## Begin LISTED RECORDS
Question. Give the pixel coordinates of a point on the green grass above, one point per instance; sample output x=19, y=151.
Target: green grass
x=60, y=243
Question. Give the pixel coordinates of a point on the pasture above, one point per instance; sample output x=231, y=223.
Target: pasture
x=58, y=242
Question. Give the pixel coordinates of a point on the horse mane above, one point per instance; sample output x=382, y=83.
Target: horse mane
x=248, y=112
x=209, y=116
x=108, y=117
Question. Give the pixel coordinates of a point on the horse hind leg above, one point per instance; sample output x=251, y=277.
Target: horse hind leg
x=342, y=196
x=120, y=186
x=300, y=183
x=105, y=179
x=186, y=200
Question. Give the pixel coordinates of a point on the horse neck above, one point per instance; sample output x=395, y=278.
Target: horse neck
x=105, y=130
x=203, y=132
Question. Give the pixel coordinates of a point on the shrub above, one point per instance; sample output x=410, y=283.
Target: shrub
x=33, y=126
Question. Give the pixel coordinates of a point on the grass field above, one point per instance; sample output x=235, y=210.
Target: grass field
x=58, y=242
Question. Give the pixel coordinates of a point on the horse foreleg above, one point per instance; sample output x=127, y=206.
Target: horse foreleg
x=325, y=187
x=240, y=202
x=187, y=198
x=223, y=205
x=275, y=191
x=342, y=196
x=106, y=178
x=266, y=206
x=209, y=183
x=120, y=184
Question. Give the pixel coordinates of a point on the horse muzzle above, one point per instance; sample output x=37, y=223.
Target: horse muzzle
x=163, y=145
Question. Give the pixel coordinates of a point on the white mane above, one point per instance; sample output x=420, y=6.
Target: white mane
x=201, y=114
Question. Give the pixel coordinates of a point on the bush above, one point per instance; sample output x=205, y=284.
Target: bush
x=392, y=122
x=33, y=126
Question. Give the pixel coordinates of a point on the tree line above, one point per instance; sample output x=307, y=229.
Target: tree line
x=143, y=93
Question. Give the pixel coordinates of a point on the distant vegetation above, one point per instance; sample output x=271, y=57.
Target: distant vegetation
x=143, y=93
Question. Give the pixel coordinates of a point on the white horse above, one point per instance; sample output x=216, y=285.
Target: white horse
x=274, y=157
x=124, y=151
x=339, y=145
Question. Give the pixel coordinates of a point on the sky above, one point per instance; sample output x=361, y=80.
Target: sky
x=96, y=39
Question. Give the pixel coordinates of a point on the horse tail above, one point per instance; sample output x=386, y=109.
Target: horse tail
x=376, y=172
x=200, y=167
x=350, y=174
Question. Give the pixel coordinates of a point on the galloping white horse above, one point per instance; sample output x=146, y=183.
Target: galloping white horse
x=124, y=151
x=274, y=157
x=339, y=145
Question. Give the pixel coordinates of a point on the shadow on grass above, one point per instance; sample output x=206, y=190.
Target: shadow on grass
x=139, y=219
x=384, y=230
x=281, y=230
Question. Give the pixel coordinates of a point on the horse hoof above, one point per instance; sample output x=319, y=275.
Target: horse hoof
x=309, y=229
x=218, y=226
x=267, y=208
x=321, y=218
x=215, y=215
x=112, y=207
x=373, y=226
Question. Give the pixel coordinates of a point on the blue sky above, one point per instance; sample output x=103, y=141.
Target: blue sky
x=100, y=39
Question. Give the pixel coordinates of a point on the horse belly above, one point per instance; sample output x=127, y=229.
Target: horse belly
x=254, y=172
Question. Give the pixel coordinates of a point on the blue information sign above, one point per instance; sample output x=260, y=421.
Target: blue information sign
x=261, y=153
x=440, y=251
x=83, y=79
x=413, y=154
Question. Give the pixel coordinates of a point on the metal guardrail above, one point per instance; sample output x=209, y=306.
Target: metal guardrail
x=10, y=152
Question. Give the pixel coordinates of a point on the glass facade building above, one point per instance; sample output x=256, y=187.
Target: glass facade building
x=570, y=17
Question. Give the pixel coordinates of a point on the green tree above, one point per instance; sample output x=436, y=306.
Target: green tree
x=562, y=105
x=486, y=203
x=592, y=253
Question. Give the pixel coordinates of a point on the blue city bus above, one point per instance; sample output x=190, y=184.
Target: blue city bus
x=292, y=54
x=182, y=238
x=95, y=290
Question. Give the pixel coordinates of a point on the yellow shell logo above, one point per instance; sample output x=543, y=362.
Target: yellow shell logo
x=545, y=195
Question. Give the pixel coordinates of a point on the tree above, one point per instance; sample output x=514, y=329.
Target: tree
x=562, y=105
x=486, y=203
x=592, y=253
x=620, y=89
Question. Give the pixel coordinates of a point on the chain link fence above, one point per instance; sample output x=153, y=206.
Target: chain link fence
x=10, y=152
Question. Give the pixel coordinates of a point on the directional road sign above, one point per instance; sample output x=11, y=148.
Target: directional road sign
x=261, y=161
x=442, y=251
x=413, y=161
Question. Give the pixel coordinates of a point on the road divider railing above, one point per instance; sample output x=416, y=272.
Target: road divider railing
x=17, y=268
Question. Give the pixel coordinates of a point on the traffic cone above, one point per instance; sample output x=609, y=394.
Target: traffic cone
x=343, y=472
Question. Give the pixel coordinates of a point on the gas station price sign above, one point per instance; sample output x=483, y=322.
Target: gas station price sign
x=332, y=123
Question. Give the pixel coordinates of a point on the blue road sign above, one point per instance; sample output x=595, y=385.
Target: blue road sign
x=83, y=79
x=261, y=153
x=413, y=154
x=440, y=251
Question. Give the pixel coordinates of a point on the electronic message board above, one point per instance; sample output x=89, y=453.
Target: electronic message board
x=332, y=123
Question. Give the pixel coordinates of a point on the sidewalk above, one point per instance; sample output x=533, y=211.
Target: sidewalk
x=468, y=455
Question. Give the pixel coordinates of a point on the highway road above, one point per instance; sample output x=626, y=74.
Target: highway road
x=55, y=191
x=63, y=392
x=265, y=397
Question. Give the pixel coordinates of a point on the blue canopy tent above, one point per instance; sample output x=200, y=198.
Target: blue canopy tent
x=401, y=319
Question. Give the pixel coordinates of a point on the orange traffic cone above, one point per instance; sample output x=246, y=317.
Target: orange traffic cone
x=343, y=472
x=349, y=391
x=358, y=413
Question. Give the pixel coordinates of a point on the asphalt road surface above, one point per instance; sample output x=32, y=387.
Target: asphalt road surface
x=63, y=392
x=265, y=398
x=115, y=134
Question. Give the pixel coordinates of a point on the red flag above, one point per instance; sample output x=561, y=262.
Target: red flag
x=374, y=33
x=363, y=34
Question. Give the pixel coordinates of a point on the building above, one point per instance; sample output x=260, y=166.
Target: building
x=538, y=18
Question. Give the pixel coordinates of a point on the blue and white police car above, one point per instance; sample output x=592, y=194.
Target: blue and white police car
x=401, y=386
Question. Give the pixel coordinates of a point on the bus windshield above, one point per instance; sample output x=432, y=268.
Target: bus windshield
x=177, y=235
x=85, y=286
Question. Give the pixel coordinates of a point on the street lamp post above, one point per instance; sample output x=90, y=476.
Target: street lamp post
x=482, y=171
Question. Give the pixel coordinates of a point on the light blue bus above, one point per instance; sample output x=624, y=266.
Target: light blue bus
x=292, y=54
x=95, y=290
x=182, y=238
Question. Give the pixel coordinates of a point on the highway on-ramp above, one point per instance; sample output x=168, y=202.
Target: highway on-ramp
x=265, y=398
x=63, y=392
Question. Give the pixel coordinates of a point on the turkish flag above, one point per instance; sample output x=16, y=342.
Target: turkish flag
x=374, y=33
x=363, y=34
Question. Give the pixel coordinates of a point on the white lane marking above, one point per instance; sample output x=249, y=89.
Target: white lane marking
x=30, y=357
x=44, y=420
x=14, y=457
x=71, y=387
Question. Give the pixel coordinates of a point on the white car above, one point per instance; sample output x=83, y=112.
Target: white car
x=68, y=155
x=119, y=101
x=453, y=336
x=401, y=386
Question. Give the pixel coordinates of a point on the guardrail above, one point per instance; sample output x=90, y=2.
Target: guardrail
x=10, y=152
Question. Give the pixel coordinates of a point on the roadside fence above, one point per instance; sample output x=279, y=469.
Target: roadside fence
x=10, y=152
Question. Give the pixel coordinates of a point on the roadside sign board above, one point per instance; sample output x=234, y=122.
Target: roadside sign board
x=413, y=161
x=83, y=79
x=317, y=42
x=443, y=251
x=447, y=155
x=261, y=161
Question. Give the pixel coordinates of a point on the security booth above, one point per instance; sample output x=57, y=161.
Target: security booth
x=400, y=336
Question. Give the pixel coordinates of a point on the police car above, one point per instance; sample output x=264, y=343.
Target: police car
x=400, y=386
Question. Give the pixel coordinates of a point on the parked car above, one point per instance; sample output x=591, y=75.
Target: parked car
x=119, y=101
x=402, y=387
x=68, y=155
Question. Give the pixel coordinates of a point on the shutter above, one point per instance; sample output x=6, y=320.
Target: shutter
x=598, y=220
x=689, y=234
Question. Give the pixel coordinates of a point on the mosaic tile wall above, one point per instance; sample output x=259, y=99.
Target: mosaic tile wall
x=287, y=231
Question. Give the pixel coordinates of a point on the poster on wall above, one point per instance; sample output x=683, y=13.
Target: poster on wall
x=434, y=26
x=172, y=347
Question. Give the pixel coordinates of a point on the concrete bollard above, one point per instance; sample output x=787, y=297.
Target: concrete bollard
## End LISTED RECORDS
- **PROBLEM TO WORK ON**:
Reproduce only the part of the data that opens with the line containing "Question. Give the pixel coordinates of a point on the concrete" and continues through the end of the data, replacing "bollard" with "post" and leaving everything else unchanged.

- **SOLUTION TO THE PROBLEM**:
Question. Give the pixel coordinates of a point on the concrete post above, one point per instance; sample output x=787, y=297.
Target: concrete post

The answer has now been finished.